## WHAT TO PRODUCE
The records should be repeated word for word, pictures excluded.

Top of PROVIDED ENTRIES

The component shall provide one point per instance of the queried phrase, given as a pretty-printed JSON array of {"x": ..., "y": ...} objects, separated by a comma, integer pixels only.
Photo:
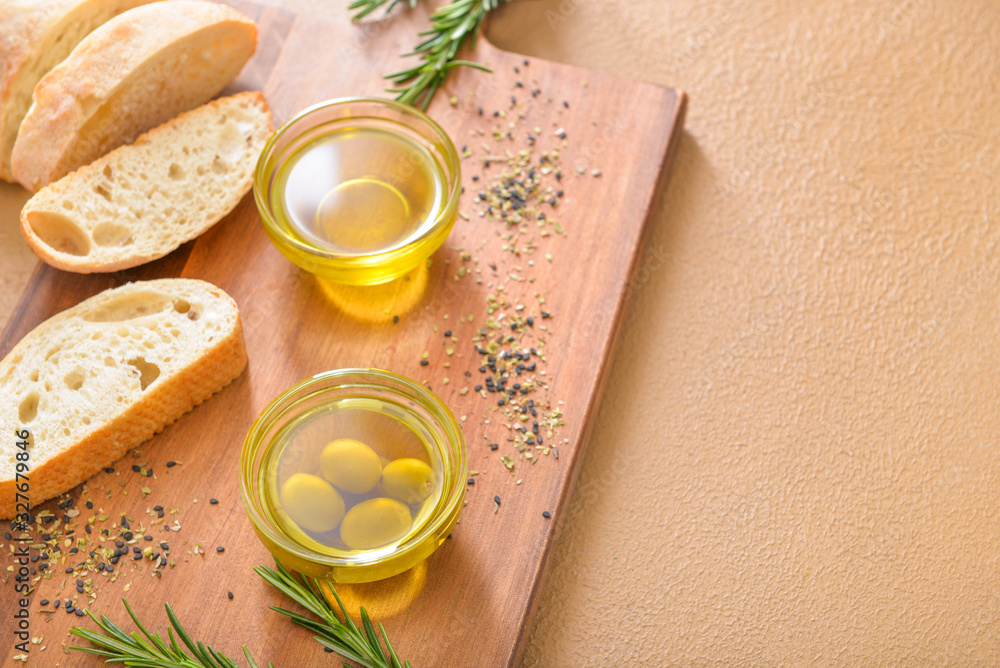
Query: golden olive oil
[
  {"x": 351, "y": 476},
  {"x": 359, "y": 191}
]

Bottom of PROVIDED ENTRIES

## EXPECTED OUTPUT
The component shall provide one point per instance of the queried phrase, given as a pretty-printed JSON array of {"x": ..., "y": ...} objects, separated by a comma, integer pixels only.
Photo:
Query: golden olive oil
[
  {"x": 351, "y": 476},
  {"x": 359, "y": 191}
]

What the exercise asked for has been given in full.